Reading passage:

How NYU Langone went from $120M in losses to 10% operating margins

When Robert Grossman, MD, became CEO of New York City-based NYU Langone Medical Center in 2007, the institution, which includes multiple hospitals as well as NYU Medical School, was not only facing an operating loss of $120 million, but was saddled with aging infrastructure and a culture of complacency, according to Strategy + Business.

Through a three-pronged approach that included creating an inspiring stretch vision, promoting data transparency and highlighting the importance of top talent, Dr. Grossman has led NYU Langone, to an operating margin of 10 percent while also investing in new infrastructure, including a children's hospital, and improving quality of care.

When he first assumed the role of CEO, Dr. Grossman and his senior leadership team drafted a "Statement of Strategic and Organizational Direction," and asked for organizational input. While many people agreed with the proposal's ideas, they were left wondering how the system would be able to accomplish their goals. Dr. Grossman responded with a one-page "50,000-foot" strategic roadmap that more clearly outlined the sequencing of the system's new initiatives, and enlisted his leadership team to undertake a 60-day drilldown to develop plans for each of the system's core missions: research, education and patient care.

Source information:

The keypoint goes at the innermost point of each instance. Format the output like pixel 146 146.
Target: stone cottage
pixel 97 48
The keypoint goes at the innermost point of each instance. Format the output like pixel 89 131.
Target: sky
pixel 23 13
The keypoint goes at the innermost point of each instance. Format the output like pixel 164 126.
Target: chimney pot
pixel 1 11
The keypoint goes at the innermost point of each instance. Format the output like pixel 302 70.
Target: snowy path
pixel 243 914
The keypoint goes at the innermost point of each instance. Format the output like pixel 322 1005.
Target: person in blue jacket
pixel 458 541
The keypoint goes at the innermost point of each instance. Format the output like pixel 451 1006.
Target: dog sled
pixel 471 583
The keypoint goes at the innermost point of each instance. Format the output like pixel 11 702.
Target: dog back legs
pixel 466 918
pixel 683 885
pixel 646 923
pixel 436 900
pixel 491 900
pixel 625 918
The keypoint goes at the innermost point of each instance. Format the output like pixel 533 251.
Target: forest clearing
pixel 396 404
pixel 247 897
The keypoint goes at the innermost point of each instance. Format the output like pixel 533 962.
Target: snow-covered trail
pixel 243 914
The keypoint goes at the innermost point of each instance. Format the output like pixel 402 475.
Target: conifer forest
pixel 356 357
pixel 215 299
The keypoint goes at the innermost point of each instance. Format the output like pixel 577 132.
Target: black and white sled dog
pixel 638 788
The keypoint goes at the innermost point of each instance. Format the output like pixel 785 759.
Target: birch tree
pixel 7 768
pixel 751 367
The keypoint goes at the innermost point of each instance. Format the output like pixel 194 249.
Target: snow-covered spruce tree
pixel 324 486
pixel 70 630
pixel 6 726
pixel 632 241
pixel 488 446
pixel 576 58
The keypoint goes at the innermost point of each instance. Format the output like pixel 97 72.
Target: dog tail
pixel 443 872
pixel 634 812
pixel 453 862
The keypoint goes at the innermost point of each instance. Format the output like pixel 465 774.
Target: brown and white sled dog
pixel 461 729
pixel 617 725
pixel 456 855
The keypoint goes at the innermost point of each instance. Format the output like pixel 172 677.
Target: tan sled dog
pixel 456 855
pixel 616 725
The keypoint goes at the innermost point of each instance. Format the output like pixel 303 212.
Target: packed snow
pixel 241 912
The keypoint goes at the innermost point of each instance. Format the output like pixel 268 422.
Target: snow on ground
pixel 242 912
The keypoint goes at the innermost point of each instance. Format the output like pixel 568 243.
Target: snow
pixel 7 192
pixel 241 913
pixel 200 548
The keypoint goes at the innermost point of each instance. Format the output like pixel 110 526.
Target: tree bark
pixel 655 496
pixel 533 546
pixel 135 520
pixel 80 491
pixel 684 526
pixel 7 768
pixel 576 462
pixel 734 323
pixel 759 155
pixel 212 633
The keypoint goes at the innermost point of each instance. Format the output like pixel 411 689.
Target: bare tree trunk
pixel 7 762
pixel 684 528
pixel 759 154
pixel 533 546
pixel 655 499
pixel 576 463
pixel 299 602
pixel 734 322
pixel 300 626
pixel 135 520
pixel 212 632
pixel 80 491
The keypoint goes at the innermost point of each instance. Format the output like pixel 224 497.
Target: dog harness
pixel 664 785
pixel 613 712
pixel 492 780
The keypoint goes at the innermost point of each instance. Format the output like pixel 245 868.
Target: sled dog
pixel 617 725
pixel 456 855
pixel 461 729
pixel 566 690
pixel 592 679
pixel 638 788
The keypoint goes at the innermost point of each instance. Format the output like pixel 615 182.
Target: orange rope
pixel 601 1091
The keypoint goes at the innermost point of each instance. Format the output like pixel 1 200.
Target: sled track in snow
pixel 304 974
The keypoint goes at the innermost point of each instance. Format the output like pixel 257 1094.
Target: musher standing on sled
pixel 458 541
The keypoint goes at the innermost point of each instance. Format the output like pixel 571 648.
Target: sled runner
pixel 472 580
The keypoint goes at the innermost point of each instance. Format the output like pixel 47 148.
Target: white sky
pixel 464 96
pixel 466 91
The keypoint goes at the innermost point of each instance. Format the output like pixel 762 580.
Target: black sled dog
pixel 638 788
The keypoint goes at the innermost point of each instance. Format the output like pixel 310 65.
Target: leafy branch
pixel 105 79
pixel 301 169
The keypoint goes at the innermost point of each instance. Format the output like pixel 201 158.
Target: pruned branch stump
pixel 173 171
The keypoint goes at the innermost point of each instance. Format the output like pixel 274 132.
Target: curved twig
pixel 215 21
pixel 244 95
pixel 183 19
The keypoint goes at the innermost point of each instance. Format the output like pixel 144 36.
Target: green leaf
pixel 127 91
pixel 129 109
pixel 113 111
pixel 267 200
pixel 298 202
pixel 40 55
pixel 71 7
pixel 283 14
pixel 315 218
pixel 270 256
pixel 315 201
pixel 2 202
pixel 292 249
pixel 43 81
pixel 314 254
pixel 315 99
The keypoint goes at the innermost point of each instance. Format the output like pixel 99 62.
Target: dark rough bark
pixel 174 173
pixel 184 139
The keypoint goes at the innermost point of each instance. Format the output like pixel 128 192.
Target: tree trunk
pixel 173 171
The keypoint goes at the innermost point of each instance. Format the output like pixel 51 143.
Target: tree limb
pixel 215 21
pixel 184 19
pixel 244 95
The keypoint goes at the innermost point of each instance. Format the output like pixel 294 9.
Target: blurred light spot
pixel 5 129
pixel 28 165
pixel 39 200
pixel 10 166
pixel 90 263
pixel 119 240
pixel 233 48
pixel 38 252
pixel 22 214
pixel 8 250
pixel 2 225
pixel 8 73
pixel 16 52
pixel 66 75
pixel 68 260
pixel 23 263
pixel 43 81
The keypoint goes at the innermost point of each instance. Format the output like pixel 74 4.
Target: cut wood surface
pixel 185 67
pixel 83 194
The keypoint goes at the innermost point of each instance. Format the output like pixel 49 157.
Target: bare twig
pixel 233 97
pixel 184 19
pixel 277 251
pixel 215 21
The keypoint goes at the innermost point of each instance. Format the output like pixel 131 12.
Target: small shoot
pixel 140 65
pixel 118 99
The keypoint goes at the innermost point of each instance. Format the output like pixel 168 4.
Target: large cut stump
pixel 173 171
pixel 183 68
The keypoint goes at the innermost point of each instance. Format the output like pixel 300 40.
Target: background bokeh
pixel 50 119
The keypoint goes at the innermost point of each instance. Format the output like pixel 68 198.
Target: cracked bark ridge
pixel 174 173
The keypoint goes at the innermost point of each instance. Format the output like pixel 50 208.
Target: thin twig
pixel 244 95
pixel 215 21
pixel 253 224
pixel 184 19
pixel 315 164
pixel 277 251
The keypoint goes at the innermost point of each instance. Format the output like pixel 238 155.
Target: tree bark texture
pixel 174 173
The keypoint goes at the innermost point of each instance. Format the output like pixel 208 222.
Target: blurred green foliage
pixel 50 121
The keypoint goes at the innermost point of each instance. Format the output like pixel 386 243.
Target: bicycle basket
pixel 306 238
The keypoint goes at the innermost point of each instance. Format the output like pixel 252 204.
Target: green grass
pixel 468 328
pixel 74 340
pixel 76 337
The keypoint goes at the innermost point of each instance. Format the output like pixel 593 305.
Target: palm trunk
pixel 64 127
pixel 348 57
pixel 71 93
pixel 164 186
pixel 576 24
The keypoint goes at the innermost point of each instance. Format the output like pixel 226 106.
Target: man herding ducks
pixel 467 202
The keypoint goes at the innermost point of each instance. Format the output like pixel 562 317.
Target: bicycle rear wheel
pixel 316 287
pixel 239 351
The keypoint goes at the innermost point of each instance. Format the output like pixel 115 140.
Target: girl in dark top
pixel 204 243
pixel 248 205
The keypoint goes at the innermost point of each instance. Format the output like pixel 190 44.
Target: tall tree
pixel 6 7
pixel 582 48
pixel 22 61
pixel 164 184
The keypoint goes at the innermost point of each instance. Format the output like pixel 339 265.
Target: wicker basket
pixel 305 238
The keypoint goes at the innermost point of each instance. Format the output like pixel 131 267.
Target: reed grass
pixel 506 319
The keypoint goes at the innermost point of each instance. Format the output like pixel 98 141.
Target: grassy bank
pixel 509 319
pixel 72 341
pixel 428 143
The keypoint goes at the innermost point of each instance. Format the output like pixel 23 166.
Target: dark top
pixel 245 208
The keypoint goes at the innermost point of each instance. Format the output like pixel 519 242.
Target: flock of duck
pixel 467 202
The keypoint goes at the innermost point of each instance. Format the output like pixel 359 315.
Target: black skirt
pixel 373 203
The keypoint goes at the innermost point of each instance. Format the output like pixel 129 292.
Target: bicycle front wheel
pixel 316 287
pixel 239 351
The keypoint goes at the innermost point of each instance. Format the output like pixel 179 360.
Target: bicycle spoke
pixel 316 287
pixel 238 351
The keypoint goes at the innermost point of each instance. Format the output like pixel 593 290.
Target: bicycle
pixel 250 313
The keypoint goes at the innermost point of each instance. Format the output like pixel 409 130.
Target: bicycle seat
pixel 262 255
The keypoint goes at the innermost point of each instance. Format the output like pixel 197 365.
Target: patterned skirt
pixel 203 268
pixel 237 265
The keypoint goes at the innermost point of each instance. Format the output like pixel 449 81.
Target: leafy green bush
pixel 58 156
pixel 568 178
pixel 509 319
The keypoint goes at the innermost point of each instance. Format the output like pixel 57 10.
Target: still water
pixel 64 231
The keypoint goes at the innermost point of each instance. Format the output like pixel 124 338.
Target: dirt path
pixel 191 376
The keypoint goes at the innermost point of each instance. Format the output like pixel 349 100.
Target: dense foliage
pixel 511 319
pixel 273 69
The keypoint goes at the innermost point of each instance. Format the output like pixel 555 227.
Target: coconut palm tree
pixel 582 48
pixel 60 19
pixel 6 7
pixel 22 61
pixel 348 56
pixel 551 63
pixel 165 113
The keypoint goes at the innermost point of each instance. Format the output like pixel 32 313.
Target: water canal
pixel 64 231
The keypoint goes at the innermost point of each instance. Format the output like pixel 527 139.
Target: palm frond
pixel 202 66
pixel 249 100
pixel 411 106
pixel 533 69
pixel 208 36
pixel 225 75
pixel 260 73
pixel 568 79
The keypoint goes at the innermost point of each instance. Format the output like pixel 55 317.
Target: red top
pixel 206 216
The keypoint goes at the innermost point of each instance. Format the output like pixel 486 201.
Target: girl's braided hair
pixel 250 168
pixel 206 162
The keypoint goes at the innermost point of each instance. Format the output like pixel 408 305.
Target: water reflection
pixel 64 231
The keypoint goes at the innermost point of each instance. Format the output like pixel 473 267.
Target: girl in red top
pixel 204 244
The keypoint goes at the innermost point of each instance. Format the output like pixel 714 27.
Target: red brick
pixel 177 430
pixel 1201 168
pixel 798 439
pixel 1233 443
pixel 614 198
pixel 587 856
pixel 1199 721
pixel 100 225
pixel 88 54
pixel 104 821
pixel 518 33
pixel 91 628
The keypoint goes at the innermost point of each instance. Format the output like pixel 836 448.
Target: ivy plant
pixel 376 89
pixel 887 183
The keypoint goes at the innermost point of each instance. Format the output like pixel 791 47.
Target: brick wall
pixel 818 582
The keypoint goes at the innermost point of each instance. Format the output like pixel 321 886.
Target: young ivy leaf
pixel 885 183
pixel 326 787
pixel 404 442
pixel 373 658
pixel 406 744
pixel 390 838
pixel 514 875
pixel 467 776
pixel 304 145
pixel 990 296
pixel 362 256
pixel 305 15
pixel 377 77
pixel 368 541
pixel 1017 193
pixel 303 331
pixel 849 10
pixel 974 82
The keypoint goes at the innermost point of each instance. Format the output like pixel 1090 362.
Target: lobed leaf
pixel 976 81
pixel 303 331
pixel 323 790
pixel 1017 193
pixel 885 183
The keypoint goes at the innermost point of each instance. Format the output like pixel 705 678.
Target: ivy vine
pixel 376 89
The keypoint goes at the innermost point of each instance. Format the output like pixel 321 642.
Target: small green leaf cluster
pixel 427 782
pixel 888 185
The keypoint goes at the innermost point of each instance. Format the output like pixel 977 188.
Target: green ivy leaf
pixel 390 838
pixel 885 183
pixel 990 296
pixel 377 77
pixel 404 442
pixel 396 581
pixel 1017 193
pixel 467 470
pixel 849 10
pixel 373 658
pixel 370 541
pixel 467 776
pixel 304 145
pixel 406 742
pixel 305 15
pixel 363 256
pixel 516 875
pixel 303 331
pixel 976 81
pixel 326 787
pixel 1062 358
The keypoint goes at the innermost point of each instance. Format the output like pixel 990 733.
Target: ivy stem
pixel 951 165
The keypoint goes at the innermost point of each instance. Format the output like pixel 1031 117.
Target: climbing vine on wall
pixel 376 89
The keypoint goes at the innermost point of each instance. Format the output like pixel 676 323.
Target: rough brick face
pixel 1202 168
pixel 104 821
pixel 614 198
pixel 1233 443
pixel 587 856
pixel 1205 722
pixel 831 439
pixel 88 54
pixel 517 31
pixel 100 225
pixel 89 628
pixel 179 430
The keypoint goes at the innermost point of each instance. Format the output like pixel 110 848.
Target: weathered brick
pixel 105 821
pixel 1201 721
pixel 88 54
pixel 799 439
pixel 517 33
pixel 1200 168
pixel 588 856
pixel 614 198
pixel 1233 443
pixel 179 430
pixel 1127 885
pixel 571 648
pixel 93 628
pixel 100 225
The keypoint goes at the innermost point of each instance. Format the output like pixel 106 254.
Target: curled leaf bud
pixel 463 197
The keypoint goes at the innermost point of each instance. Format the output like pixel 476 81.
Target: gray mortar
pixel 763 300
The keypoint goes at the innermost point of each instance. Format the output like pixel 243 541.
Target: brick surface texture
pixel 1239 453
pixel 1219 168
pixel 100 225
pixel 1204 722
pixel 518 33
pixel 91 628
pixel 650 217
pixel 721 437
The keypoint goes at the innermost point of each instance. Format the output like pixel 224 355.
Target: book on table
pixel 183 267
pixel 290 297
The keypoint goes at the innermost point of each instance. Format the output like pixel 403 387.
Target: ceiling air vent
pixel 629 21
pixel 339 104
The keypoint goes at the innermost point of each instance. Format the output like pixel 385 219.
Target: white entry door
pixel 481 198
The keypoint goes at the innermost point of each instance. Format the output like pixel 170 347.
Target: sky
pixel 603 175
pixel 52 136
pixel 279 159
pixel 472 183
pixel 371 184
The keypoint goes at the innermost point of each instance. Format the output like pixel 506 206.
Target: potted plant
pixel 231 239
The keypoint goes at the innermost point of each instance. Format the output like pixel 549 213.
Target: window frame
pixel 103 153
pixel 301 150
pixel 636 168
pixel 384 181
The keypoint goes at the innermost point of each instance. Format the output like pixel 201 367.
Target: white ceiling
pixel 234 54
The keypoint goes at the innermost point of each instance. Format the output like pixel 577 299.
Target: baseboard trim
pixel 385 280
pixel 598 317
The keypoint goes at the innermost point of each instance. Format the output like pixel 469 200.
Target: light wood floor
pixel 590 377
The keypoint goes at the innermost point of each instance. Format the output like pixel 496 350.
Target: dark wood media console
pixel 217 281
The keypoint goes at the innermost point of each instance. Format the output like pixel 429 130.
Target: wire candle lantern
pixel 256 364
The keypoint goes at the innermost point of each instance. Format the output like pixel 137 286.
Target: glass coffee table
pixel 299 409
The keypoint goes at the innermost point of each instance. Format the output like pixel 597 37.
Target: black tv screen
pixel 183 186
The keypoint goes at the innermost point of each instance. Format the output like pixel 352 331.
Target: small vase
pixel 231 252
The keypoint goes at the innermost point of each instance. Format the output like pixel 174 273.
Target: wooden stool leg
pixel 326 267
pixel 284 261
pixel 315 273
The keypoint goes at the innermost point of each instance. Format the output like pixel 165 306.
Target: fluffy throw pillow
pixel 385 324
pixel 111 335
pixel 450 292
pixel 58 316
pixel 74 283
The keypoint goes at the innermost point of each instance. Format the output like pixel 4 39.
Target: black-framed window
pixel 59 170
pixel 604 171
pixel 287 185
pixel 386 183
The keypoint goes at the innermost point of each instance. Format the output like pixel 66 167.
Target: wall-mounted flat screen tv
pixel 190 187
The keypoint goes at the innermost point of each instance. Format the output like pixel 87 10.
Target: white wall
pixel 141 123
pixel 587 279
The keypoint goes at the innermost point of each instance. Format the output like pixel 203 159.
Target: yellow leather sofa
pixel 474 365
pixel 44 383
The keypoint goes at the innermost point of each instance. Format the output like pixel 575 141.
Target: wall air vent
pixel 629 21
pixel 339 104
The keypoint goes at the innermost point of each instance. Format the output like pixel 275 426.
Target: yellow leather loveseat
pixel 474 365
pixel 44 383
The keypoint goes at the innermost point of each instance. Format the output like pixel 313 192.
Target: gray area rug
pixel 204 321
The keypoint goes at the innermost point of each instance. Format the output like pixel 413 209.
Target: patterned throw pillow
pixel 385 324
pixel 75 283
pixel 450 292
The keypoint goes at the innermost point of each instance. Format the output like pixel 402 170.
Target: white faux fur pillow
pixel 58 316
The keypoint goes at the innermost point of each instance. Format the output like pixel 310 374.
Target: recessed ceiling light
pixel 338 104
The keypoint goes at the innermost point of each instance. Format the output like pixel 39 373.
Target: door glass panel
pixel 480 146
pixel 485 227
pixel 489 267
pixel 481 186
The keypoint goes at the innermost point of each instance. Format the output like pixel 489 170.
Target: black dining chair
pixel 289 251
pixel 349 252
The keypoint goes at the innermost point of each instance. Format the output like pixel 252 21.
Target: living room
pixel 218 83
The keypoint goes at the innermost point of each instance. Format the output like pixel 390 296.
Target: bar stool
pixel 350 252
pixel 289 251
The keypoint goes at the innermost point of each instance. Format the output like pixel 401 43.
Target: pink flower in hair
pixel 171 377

Activity list:
1. According to the NYU Langone article, what operating loss was the institution facing when Robert Grossman became CEO in 2007?
2. What are the system's core missions, according to the NYU Langone article?
3. Carry the NYU Langone article forward from its final sentence.

Answers:
1. $120 million

2. Research, education and patient care.

3.
This strategic plan was followed by multiple group follow-up meetings with various stakeholders meant to not only get more input from across the organization but generate buy-in among key stakeholders.

"Building belief in the vision was critical," Dr. Grossman told Strategy + Business. "I also wanted to show the institution that it was much better than what [critics] perceived, yet at the same time, [I wanted stakeholders to] embrace the brutal facts."

In addition to developing his stretch vision, Dr. Grossman utilized data transparency tactics that compared the clinical performance of NYU Langone departments to other top departments across the country. Instead of casting performance goals from the top-down, Dr. Grossman allowed departments to set their own goals based on the performance of their competitors. This approach is part of what has led NYU Langone to receive top quality benchmarks across the board in recent years, including four consecutive years of top rankings for overall patient safety and quality of care from Vizient.

Dr. Grossman knew that he would have to shake up a complacent faculty if he was going to be able to achieve his ambitious goals, and he established six-year terms for the center's 33 chairs, many of whom had ascended to their roles based on their clinical and research merits as opposed to leadership abilities. By 2015, 30 of the 33 chairs had been replaced.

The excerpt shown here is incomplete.